Bir başka işçi söz alarak Türkiye’de işçilerin sendikalaşırken karşılaştığı sorunlara değindi ve şunları ifade etti:
“İşçilerin korkularından biri, patronların gösterdiği açlık ve işsizlik sopası. Bir diğeri ise başka sendikaların işçilerden habersiz patronla anlaşması. İşçiler korkuyor. Korkunun ecele faydası yok. Karanlık bir dönemden geçiyoruz. İşçi sınıfı karşı karşıya kaldığı saldırılar karşısında susuyor. Susarak hiçbir şey elde edemeyiz. Susarak haklarımızı yitiriyoruz. Sendikalı olmak yasal hakkımızdır, yasal hakkımızı kullanmalıyız. Ancak bu şekilde çalışma şartlarını kötü ve ağır olmaktan çıkarabiliriz. Herkesi bu mücadeleyi birlikte büyütmeye çağırıyoruz.”
“En küçük hakkımız için bile mücadele etmeliyiz”

Görev. İşçilerin sendikalaşma sorunlarını anlatan metni, son satırdan sonrasını yazarak devam ettirin.

Doğal dilde bölge açıklamaları.
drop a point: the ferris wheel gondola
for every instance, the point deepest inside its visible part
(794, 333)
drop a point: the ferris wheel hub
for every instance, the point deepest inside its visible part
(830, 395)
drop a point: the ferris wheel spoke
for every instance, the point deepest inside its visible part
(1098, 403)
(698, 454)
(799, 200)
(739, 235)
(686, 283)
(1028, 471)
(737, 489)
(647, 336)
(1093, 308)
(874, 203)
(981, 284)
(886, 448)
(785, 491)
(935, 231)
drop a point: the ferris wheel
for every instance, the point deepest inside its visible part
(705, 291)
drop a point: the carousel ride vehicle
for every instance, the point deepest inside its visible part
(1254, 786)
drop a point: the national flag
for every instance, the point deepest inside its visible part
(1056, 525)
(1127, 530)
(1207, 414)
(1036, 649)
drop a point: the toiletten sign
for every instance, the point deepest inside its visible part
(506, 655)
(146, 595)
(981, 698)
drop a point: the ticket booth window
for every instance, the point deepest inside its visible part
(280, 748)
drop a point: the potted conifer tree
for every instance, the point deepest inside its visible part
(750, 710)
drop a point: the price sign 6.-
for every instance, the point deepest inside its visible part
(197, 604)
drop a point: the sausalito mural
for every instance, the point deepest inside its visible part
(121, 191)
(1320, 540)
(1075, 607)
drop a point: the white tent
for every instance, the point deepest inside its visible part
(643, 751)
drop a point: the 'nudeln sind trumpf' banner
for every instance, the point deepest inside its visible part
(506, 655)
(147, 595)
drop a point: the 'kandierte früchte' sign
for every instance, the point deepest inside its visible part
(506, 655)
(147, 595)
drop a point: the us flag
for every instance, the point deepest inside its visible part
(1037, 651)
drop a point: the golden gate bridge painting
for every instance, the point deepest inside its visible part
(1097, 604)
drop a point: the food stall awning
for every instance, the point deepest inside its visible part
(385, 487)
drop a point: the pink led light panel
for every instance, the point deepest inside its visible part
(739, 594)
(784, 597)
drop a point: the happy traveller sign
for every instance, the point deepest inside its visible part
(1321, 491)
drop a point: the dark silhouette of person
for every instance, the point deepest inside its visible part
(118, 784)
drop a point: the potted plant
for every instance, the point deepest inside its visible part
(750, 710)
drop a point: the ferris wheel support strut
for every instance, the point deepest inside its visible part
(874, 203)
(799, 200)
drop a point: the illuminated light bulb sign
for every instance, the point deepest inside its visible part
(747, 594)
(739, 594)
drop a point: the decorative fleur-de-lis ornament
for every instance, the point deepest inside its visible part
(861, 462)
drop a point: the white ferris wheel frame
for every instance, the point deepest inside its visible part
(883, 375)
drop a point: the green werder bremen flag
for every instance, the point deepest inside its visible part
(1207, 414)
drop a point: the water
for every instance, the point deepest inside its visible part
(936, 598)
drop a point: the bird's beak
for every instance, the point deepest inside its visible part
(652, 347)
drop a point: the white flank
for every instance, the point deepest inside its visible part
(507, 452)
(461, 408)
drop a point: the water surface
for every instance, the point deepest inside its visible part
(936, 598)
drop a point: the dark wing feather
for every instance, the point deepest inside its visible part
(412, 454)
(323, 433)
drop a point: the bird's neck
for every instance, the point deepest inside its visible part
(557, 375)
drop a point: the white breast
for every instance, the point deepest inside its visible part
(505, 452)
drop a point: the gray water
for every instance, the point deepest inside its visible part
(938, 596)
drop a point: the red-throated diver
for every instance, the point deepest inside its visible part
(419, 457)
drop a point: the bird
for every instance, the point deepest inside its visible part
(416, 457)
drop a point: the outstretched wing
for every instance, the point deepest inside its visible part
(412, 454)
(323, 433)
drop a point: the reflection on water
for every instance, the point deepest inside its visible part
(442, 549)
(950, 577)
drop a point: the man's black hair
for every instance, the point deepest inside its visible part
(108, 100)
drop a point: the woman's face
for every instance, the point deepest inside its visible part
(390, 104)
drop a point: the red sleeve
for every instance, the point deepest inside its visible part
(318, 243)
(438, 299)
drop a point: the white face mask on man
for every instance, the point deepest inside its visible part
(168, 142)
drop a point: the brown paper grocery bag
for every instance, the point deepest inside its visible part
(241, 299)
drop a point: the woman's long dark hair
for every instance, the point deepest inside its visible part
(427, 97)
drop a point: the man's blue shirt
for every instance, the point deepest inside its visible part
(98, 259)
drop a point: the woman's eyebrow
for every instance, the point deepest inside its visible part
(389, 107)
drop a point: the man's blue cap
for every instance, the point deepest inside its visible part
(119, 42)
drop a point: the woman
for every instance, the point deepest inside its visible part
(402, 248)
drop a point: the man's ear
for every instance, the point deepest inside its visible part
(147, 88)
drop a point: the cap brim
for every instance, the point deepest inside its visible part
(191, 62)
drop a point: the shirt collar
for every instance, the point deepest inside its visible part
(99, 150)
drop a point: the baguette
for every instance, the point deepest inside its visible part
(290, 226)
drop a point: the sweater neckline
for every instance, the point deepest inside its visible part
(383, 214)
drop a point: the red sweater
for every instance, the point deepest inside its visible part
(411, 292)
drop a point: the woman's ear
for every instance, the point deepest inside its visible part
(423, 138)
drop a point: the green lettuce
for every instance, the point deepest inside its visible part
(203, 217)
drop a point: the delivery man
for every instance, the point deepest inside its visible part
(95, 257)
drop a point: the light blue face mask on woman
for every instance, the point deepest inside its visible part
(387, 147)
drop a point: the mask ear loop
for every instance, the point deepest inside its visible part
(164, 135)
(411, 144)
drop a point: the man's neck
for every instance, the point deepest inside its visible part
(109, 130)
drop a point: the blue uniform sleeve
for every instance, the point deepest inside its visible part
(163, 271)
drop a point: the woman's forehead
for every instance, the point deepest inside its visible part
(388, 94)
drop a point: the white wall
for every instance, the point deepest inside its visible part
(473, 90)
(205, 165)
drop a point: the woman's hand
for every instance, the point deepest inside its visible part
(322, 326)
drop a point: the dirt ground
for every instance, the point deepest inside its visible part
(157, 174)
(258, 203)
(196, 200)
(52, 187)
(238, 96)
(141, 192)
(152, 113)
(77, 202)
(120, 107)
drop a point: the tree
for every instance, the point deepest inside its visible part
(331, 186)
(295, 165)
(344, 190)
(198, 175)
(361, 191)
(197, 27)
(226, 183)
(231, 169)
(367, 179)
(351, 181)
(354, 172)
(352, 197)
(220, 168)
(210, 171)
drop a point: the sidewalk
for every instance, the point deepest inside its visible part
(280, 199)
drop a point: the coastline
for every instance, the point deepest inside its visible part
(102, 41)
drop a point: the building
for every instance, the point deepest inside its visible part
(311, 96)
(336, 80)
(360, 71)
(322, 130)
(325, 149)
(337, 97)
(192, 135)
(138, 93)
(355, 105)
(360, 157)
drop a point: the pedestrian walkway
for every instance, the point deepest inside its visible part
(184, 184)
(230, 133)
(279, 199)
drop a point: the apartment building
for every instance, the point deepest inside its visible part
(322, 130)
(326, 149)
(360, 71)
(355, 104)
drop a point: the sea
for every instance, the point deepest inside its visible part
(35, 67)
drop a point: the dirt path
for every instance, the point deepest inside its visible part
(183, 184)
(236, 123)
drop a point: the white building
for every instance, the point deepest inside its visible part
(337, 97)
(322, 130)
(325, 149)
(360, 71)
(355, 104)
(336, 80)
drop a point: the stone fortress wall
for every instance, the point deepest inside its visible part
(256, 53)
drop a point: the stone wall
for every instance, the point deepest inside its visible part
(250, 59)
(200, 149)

Görev yanıtı.
Yeni Dünya için Çağrı Gazetesi adına yapılan konuşmada pandemi süreci boyunca tüm ülkelerde işçilere dönük pek çok saldırının hayata geçirildiğini, bu dönemin patronlar için bir fırsat olduğu ifade edildi. Konuşmanın devamında “Bu sistem işçilere değer vermez. En küçük hakkımız için bile mücadele etmeliyiz. Özellikle böyle bir dönemde direnmek çok önemli. Sinbo işçilerinin direnişini selamlıyoruz” denildi.
“Sinbo işçileri yürünmesi gereken yolu gösteriyor”
Devrimci Gençlik Birliği adına yapılan konuşmada işçilerin karşı karşıya kaldığı açlık ve ölüm ikileminin, öğrenciler açısından da eğitim ve sağlık arasında bırakıldığı, uzaktan eğitimin fırsat eşitsizliğini bir kez daha açığa çıkardığı ifade edilerek “Sinbo işçileri bize yürünmesi gereken yolu gösteriyor. Bir kez daha direnişinizi selamlıyoruz” dedi.
“Dişe dişe mücadele etmeliyiz”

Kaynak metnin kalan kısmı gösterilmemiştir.